Data rows:
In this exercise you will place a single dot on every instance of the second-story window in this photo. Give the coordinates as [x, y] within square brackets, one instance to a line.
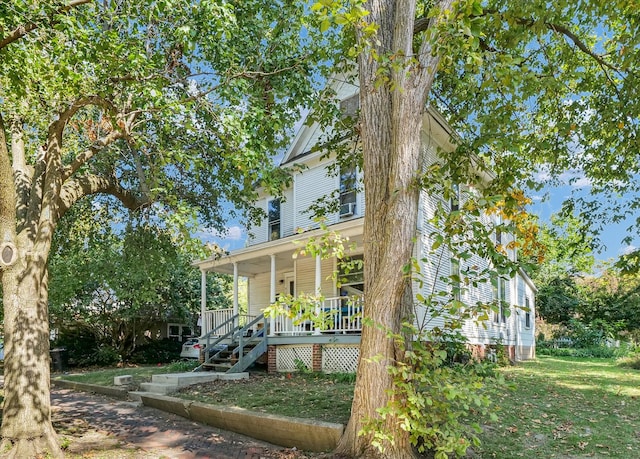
[454, 201]
[348, 179]
[499, 285]
[274, 219]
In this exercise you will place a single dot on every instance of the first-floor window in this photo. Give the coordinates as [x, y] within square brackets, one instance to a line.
[274, 219]
[527, 313]
[455, 278]
[499, 285]
[179, 332]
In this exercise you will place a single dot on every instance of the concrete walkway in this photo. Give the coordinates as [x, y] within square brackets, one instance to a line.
[119, 429]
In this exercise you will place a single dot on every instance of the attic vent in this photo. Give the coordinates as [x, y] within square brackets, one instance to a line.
[349, 106]
[347, 210]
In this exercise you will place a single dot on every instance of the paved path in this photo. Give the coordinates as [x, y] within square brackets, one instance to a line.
[116, 429]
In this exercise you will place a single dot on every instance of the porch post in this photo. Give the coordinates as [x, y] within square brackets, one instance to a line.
[272, 296]
[235, 288]
[204, 323]
[318, 289]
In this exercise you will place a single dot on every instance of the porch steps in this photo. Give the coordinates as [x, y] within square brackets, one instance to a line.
[237, 349]
[168, 383]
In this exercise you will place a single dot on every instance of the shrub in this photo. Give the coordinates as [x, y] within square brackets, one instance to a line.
[156, 351]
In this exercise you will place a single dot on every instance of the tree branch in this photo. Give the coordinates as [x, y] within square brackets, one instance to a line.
[7, 190]
[24, 29]
[424, 23]
[85, 185]
[93, 150]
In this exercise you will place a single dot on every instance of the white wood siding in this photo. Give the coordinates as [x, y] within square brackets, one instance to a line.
[258, 233]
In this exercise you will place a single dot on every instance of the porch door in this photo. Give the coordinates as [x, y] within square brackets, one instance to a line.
[290, 284]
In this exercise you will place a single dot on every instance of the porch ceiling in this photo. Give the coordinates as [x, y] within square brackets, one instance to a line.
[256, 265]
[257, 259]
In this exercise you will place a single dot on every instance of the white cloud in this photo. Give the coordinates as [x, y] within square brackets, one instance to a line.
[627, 250]
[580, 182]
[231, 233]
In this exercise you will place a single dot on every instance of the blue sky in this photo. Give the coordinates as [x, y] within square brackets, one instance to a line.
[550, 199]
[545, 204]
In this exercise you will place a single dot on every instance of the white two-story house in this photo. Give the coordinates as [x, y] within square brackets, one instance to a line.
[273, 266]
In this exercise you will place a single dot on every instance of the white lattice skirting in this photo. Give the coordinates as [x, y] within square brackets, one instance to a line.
[286, 357]
[340, 359]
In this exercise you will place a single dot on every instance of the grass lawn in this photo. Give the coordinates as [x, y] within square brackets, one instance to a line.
[560, 407]
[302, 395]
[566, 408]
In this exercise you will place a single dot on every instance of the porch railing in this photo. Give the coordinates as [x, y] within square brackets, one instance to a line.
[213, 318]
[339, 315]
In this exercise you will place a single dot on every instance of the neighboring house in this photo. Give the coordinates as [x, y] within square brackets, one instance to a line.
[273, 267]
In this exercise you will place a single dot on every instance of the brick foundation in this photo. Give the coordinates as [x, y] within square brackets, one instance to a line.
[271, 359]
[317, 358]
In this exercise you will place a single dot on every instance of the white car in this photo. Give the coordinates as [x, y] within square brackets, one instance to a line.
[191, 349]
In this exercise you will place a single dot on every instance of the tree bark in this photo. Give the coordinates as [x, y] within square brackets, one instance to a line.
[26, 418]
[390, 122]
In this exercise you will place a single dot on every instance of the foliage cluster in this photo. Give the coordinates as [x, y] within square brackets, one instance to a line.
[589, 308]
[435, 396]
[113, 281]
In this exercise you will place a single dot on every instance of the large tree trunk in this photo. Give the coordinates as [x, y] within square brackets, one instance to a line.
[26, 416]
[390, 122]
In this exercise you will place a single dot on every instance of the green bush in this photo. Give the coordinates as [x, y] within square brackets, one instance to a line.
[157, 351]
[596, 352]
[630, 361]
[82, 348]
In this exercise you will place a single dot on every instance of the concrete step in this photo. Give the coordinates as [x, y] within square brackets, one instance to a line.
[158, 388]
[168, 383]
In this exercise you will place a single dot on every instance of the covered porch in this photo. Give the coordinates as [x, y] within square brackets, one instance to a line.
[278, 268]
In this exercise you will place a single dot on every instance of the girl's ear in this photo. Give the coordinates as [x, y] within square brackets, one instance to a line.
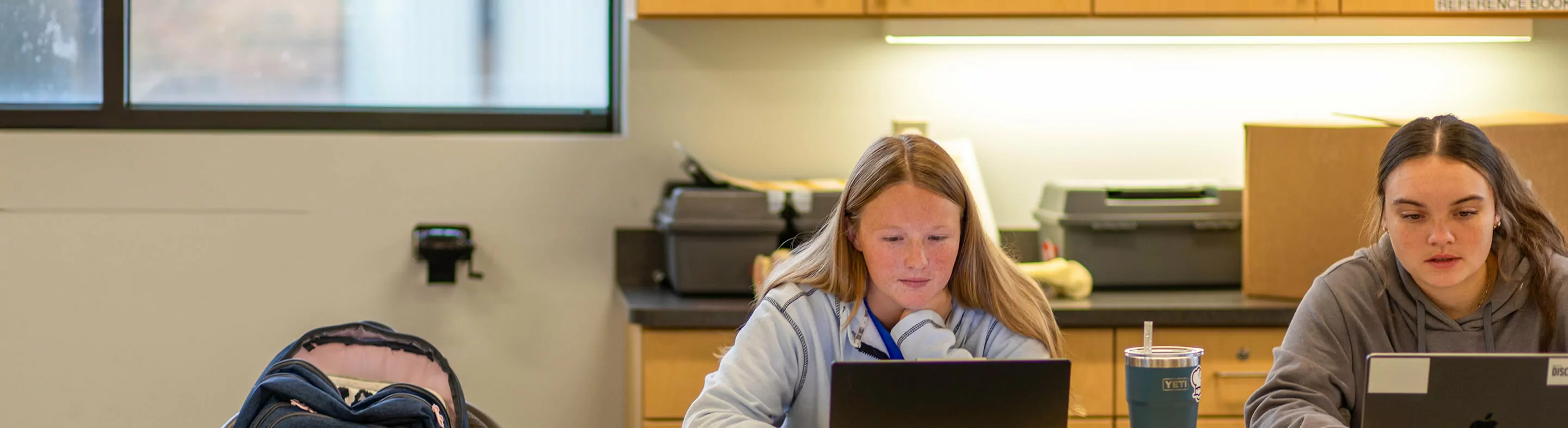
[850, 234]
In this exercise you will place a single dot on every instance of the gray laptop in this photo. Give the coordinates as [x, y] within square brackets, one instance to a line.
[1478, 391]
[945, 394]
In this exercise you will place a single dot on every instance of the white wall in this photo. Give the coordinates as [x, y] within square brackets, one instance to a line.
[165, 319]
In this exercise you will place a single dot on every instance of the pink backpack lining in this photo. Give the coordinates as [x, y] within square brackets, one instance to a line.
[380, 364]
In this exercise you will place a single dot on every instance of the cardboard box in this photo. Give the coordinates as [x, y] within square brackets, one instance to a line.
[1310, 188]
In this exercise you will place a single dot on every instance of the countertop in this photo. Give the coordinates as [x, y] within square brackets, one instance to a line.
[664, 309]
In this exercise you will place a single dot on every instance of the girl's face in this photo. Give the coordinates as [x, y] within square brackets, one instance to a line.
[910, 239]
[1440, 215]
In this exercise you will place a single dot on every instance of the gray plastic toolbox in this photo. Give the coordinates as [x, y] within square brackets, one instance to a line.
[714, 234]
[1147, 233]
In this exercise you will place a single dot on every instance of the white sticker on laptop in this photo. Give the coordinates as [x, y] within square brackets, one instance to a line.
[1558, 372]
[1399, 375]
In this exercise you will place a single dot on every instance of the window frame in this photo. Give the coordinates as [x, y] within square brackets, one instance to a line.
[118, 113]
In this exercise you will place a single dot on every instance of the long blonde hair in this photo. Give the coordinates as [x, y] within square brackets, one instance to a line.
[984, 275]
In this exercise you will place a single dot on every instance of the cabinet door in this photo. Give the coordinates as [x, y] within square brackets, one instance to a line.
[1206, 7]
[1086, 422]
[977, 7]
[675, 364]
[1203, 422]
[1235, 363]
[656, 8]
[1093, 370]
[1548, 8]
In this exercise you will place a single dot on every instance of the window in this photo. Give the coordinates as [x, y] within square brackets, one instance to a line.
[377, 65]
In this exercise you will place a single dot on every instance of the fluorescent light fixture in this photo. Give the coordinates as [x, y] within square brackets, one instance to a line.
[1208, 30]
[1202, 40]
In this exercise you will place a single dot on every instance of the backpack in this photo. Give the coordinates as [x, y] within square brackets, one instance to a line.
[357, 375]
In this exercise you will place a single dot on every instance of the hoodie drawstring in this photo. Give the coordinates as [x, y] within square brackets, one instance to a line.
[1485, 327]
[1421, 334]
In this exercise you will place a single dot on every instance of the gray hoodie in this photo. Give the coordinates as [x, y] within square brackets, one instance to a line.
[780, 370]
[1368, 303]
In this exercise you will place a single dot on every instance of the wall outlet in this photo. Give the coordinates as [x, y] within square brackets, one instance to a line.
[901, 127]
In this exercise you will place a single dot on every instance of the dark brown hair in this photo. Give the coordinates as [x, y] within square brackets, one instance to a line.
[1524, 223]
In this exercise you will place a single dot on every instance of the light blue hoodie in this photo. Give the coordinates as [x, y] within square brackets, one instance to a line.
[778, 372]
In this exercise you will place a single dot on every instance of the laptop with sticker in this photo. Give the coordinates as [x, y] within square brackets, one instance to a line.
[1478, 391]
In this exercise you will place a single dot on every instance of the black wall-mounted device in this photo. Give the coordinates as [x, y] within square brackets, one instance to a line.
[443, 247]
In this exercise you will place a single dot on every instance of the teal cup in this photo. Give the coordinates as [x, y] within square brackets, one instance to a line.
[1164, 386]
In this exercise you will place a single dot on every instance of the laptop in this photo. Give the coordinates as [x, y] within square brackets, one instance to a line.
[1478, 391]
[945, 394]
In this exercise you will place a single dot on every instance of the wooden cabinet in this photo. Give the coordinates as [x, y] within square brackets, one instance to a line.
[1235, 363]
[675, 366]
[977, 7]
[1203, 422]
[1093, 368]
[667, 368]
[715, 8]
[1086, 422]
[1431, 8]
[1206, 7]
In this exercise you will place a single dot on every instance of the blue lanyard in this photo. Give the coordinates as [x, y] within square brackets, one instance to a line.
[893, 348]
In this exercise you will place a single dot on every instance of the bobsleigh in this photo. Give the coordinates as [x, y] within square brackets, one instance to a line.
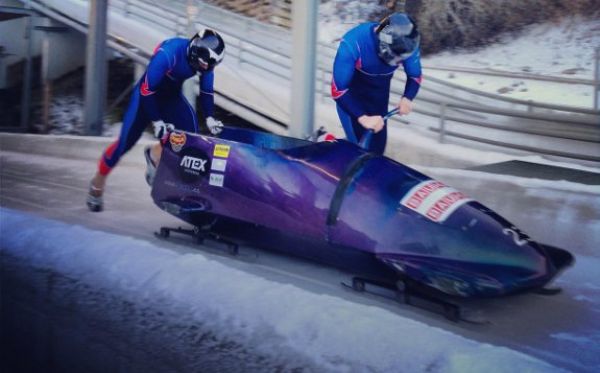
[340, 205]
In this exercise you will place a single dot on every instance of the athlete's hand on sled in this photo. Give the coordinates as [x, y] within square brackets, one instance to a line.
[214, 126]
[161, 128]
[404, 106]
[372, 122]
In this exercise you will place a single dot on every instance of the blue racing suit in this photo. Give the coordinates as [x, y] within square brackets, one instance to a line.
[361, 82]
[158, 96]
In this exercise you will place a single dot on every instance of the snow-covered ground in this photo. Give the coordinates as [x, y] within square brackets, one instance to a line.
[281, 322]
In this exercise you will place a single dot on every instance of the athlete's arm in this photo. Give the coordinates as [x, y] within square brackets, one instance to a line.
[207, 93]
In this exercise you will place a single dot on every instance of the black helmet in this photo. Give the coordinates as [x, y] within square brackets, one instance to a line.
[398, 38]
[206, 51]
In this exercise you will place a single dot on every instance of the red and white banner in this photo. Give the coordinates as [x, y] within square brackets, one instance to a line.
[434, 200]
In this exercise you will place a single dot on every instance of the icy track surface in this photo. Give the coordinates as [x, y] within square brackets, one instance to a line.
[285, 325]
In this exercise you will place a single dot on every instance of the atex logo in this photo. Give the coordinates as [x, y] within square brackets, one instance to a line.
[193, 163]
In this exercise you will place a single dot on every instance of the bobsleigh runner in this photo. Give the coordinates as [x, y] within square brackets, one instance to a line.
[333, 202]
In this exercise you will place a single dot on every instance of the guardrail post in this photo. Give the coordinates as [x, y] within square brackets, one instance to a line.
[96, 67]
[597, 79]
[240, 51]
[443, 121]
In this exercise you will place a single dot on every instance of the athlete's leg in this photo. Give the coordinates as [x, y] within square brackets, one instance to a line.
[352, 128]
[354, 132]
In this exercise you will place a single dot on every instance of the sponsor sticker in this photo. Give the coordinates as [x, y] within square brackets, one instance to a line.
[177, 141]
[434, 200]
[221, 150]
[219, 164]
[216, 179]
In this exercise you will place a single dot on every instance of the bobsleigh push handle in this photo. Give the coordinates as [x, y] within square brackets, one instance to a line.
[365, 141]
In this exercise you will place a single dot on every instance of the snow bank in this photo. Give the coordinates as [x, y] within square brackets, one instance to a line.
[336, 334]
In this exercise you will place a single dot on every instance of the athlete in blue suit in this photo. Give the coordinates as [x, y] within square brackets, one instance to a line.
[366, 59]
[158, 99]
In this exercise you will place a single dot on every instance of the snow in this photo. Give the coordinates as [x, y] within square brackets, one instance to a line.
[563, 49]
[242, 306]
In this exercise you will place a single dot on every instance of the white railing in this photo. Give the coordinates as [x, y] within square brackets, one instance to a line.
[442, 100]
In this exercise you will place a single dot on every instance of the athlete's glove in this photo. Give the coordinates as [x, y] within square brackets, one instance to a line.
[214, 126]
[161, 128]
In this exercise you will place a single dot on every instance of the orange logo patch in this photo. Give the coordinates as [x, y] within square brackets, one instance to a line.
[177, 140]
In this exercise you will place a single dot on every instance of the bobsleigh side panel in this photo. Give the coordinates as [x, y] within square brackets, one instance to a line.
[379, 217]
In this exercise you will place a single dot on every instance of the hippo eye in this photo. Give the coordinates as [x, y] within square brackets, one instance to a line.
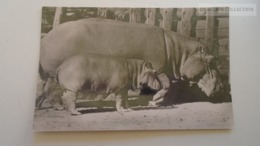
[148, 65]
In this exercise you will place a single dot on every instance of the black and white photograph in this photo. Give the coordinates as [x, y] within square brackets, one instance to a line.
[105, 68]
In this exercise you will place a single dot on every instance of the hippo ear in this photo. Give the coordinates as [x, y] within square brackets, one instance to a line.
[209, 58]
[148, 65]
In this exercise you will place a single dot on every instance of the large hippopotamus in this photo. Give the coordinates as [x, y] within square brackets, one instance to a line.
[176, 56]
[104, 75]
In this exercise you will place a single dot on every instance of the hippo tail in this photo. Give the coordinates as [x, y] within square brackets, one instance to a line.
[43, 75]
[56, 78]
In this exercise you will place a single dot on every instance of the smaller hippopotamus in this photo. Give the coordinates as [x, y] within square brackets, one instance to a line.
[103, 74]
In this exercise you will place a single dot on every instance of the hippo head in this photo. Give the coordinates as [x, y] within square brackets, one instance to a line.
[149, 77]
[200, 68]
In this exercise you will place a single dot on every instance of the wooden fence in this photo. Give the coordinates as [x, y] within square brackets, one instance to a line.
[210, 26]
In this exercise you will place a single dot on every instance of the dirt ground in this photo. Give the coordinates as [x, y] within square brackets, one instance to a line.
[197, 115]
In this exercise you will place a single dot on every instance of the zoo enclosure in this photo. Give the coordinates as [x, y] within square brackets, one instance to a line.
[210, 26]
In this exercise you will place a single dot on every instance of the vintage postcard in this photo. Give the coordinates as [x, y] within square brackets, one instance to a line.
[133, 69]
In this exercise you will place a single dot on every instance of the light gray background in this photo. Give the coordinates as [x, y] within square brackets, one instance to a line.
[19, 54]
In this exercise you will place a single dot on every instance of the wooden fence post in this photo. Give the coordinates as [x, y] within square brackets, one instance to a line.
[57, 16]
[135, 15]
[167, 14]
[187, 14]
[210, 29]
[150, 14]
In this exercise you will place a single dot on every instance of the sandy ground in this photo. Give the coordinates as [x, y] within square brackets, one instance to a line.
[197, 115]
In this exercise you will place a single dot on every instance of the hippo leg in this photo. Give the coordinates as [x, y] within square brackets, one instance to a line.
[39, 101]
[52, 92]
[56, 103]
[158, 97]
[122, 103]
[69, 99]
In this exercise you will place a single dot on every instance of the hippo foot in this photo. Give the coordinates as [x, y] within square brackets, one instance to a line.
[153, 104]
[74, 113]
[58, 107]
[125, 110]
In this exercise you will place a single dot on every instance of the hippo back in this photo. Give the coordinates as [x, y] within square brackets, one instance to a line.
[108, 37]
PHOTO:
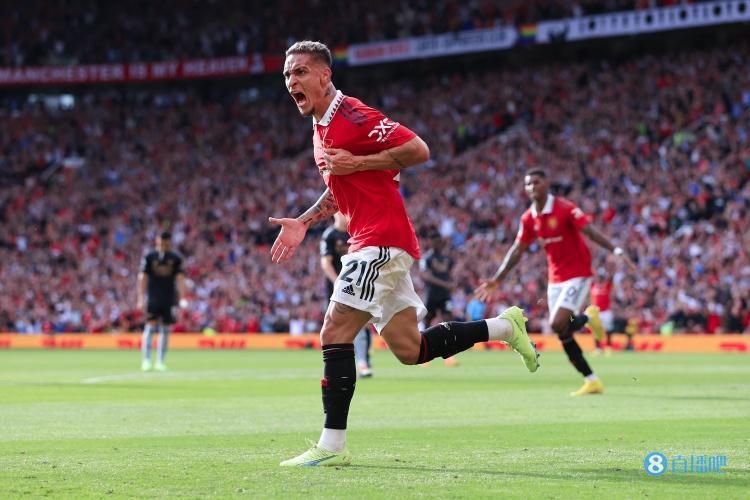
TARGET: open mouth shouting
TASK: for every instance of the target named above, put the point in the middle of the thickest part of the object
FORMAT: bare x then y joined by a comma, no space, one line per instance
300,99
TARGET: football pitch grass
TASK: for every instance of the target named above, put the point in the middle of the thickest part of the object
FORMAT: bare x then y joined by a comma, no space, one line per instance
90,425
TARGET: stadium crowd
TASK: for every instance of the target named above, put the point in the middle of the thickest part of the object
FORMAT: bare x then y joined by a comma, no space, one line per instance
656,148
61,32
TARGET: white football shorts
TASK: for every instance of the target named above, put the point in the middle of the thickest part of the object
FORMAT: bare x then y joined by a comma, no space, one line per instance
376,280
571,295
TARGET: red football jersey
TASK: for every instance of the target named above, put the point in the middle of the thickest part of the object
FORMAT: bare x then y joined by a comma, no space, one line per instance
371,199
558,228
600,295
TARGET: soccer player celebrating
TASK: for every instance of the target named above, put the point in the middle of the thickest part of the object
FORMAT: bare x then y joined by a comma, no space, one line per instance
160,279
558,224
333,245
359,153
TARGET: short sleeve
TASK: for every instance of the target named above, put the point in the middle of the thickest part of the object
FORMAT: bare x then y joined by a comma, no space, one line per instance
380,132
145,268
579,218
526,233
327,246
424,263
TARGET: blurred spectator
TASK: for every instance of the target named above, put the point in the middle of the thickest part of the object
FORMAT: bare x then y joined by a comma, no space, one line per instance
656,148
61,32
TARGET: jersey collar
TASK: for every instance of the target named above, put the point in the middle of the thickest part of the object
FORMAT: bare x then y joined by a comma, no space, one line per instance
328,116
547,206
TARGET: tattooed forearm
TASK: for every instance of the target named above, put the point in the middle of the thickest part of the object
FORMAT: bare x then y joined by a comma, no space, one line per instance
322,209
394,158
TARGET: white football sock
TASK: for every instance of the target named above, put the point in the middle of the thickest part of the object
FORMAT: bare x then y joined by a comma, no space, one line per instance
333,440
499,329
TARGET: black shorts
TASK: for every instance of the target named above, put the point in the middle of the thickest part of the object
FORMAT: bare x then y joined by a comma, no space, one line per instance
160,311
438,303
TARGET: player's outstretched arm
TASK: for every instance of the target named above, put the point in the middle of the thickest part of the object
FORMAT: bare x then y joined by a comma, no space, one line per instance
293,230
600,239
140,302
485,290
342,162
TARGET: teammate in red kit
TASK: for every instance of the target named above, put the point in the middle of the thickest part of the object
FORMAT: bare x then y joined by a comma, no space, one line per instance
558,224
359,153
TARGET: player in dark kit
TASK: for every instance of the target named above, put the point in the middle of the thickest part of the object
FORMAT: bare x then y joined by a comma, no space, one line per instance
333,245
436,266
160,280
558,224
359,153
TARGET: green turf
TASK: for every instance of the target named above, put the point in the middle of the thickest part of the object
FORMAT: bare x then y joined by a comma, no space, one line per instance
90,425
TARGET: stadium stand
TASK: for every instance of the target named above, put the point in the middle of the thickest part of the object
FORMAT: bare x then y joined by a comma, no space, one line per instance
86,183
48,32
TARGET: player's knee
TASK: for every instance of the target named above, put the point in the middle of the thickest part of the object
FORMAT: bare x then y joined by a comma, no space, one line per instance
560,326
407,355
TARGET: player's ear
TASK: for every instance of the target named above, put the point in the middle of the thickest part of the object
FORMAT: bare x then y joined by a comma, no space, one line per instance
325,76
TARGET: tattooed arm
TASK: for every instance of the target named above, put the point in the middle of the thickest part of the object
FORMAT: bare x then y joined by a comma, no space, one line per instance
342,162
293,230
323,209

Exercise aim: Reproduce the records verbatim from the line with "of the green" up to and including the line with "[1440, 215]", omitting the pictures.

Result of the task:
In this exercise you will place a single dot on every instance of the green bush in this photo. Give the coordinates as [x, y] within square brackets, one instance to a line.
[157, 351]
[596, 352]
[630, 361]
[82, 348]
In this exercise you will place a single dot on every instance of the concrete step in this photo. Give the coordinates as [x, y] within square brackets, one instance to a line.
[158, 388]
[168, 383]
In this exercise you will place a single dot on every instance of the covered porch in this photo. Give the coordinates as [x, y] within square brackets, one instance to a line.
[278, 268]
In this exercise you will place a single dot on every instance of the girl's ear in this photo. Give the coordinates as [x, y] within square brackets, one instance to a line.
[850, 234]
In this exercise you will place a single dot on every instance of the gray laptop in this photo. Give the coordinates as [x, y] within square brackets, one instance to a line.
[1478, 391]
[945, 394]
In this exercise you will place a single dot on every instance of the white wall in this photo. Give the coordinates as [x, y] within square brackets, one instance to a line.
[165, 319]
In this exercise you will place a single dot on every instance of the pink backpack lining in this photo. Give the coordinates as [x, y] within square brackets, one instance to a line.
[380, 364]
In this exercise you will place a single dot on every instance of the cardboard box in this photo. Give the coordinates as [x, y] within square brackets, one instance to a line.
[1310, 188]
In this exercise you will place a single dot on every instance of the countertop in this photo. Give the coordinates as [x, y] within square brackets, one instance to a line.
[664, 309]
In this exercise you will place a single dot on every instance of the girl's face in this photo. Give the coordinates as [x, y] within square brackets, one instance to a line.
[910, 239]
[1440, 215]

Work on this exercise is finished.